> **Work order 1**
Write out the part of the fund manager survey summary starting at "- Net 23% of" and ending at "in December 2007)".
> **Work order 2**
Answer these questions from the fund manager survey summary:
(a) What share of respondents believe this is a V-shaped recovery?
(b) Which region is the most underweight, and by how much?
(c) What is given as the most crowded trade?
> **Work order 3**
Say whether each statement agrees with the fund manager survey summary. Give yes or no and quote the words that decide it.
(a) The survey covers about 200 fund managers with about $600B AUM.
(b) Bond allocation was the lowest since July 2009.
(c) Break-up of the European Union is listed as a tail risk at 15%.
[Supplied text]
Data Source: Bank of America
Each month, Bank of America conducts a survey of ~200 fund managers with ~$600B AUM. Here are the key takeaways from the survey published on May 19, 2020:
OUTLOOK:
- Managers are worried that stocks are in a ‘bear market rally’ that could fade quickly in the face of a second wave of coronavirus infections.
- Managers still see the near-term “pain trade” – or the one that hurts the most market participants – is the market going higher from here.
- 68% of respondents said the current upturn is a ‘bear market rally” that is unlikely to hold.
- 10% beleive this is a V-shaped recovery.
- 75% beleive this is a U-shaped or W-shaped recovery.
- A net 38% of fund managers predicting the world economy will strengthen over the next 12 months.
- Most investors betting that global PMI data won’t reach the 50 (level that contraction flips to expansion) until November.
- Net 23% of investors believe ‘value’ will underperform ‘growth.” (last time this many FMS investors expected value to underperform growth was in December 2007)
- In a post Covid-19 world, investors say the biggest structural shift will be supply chain reshoring. (68%)
- Net 73 per cent of respondants want corporations to spend cash on improving their balance sheets, slightly down from last month but still above March 2009 levels. (net 73%)
- 15% want an increase in capex.
- 7% want cash to be returned to shareholders.
- 17% believe the Euro is undervalued.
- 43% believe the US dollar is overvalued.
SENTIMENT:
- BofA’s Bull & Bear Indicator is still pinned at zero (a contrary buy signal).
- The level of pessimism, BofA said, was the highest since December 2007.
- U.S. recovery is unlikely without a workable coronavirus vaccine.
POSITIONING:
- Fund mangers are still heavy in cash (5.7% or total assets vs. 5.9% last month).
- Cash levels remain well above the 10-year average of 4.7% (contrarian buy signal).
- Bond allocation was the highest since July 2009.
- Holding record longs in healthcare stocks.
- Exposure to equities in May rose 10% to a net 16% underweight after hitting the lowest level since 2009 in April.
- Exposure to US equities remains overweight at net 24%.
- UK is the most underweight region at net 33% underweight.
- Eurozone equities are underweight (net 17%) – their lowest allocation since July 2012.
- Investors are short emerging markets for the first time since September 2018.
- Managers see value stocks as the worst group in the current climate. A net 23% expect the group to outperform their growth counterparts, the lowest level since December 2007.
- Investors are underweight cyclical assets (energy, industrials, Europe).
- Investors are overweight defensive assets (health care, cash, bonds).
MOST CROWDED TRADE:
- U.S. tech and growth stocks.
BIGGEST TAIL RISKS:
1. Second wave of coronavirus in major world economies this year. (52%)
2. Permanently high unemployment. (15%)
3. Break-up of the European Union (11%)
UPSIDE CATALYSTS:
- Vaccine breakthrough would lead to “V” shaped recovery.
TOP STRUCTURAL CHANGES EXPECTED (Post-Covid World)
- Supply Chain Reshoring (68%)
- Rising protectionism. (44%)
- Higher Taxation. (42%)
- Modern Monetary Theory (24%)
- Other Possibilities: Debt exemptions, green energy, stagflation and universal basic income.
[/Supplied text]
[Listed records]
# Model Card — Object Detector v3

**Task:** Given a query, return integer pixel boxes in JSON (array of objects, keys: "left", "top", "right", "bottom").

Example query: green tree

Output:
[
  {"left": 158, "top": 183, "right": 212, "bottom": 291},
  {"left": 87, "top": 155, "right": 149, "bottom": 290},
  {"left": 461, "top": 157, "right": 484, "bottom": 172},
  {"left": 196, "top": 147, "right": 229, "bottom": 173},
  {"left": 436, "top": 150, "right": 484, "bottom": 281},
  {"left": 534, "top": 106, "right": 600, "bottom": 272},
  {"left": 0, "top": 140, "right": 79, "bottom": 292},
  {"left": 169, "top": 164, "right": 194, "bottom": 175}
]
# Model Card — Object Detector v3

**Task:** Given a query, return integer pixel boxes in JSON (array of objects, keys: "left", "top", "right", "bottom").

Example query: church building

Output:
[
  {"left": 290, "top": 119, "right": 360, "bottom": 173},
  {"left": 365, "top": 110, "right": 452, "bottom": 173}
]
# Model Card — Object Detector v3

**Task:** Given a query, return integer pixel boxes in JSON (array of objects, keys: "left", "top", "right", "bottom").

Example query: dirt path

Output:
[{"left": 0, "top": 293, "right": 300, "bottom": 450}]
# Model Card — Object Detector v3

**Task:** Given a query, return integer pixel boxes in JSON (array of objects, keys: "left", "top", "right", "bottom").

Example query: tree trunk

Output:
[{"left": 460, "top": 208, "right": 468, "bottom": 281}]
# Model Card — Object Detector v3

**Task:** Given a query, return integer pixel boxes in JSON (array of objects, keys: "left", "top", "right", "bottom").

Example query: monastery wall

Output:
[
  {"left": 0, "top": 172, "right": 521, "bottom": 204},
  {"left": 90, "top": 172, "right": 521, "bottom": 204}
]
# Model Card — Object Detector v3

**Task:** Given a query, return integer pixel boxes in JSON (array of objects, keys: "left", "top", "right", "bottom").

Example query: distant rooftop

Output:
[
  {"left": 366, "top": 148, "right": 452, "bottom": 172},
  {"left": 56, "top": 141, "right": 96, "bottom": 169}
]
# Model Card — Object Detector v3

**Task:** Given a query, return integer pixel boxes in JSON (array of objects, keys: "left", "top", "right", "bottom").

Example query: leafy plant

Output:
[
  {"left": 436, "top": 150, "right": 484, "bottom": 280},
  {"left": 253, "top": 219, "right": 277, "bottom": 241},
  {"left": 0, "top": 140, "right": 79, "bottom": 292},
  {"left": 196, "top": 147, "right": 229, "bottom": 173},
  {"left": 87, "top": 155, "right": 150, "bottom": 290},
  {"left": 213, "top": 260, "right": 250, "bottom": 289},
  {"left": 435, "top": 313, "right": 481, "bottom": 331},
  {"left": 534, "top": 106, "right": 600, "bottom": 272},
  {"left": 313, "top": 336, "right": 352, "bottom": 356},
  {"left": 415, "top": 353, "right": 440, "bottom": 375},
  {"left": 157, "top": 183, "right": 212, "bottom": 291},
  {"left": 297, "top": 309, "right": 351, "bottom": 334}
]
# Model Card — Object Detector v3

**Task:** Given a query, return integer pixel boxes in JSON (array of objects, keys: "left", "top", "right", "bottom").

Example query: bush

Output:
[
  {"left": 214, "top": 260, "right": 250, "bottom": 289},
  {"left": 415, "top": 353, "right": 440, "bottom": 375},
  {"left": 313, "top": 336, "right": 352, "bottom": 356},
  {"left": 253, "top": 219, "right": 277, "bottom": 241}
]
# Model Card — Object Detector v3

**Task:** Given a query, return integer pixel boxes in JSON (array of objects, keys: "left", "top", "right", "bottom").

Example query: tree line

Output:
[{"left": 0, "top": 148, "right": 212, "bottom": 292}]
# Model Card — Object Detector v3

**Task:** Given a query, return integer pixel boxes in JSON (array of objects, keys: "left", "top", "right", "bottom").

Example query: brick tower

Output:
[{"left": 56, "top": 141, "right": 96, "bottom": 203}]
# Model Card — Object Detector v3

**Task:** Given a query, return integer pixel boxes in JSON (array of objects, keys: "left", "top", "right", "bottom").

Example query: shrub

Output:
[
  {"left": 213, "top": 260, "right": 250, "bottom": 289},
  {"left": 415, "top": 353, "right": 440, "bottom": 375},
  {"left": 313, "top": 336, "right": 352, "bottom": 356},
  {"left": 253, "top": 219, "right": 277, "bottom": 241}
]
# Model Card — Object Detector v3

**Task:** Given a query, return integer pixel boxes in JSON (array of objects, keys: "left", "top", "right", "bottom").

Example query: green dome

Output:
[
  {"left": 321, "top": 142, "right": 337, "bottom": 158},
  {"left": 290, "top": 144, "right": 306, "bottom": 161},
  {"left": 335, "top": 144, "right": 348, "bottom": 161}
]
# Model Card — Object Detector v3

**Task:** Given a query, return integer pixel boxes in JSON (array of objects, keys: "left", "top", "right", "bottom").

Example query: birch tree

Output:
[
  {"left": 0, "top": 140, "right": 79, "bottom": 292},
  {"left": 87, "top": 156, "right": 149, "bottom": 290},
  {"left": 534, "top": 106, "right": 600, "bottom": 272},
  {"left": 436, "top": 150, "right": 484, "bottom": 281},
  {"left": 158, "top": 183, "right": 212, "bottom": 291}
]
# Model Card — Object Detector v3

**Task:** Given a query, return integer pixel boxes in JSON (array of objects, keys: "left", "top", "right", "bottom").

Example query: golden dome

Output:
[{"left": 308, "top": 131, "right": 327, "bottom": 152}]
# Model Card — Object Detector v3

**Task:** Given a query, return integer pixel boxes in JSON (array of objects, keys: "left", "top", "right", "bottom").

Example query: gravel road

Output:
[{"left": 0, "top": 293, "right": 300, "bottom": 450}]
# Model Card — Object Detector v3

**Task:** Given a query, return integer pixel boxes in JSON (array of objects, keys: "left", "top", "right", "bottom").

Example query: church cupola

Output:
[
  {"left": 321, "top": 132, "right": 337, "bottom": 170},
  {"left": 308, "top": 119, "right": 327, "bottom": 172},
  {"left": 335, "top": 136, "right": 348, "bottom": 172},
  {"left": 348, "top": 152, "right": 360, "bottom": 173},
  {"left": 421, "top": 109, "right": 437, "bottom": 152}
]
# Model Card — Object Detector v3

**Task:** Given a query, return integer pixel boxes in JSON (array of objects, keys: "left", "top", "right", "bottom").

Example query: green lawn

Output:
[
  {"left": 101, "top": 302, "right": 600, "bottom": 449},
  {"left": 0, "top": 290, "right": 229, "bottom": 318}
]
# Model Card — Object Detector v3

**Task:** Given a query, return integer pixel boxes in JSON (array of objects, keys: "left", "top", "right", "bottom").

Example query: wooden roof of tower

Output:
[/Listed records]
> **Written solution 1**
- Net 23% of investors believe ‘value’ will underperform ‘growth.” (last time this many FMS investors expected value to underperform growth was in December 2007)

> **Written solution 2**
(a) 10%
(b) The UK, at net 33% underweight
(c) U.S. tech and growth stocks

> **Written solution 3**
(a) Yes: "Each month, Bank of America conducts a survey of ~200 fund managers with ~$600B AUM."
(b) No: "Bond allocation was the highest since July 2009."
(c) No: "Break-up of the European Union (11%)"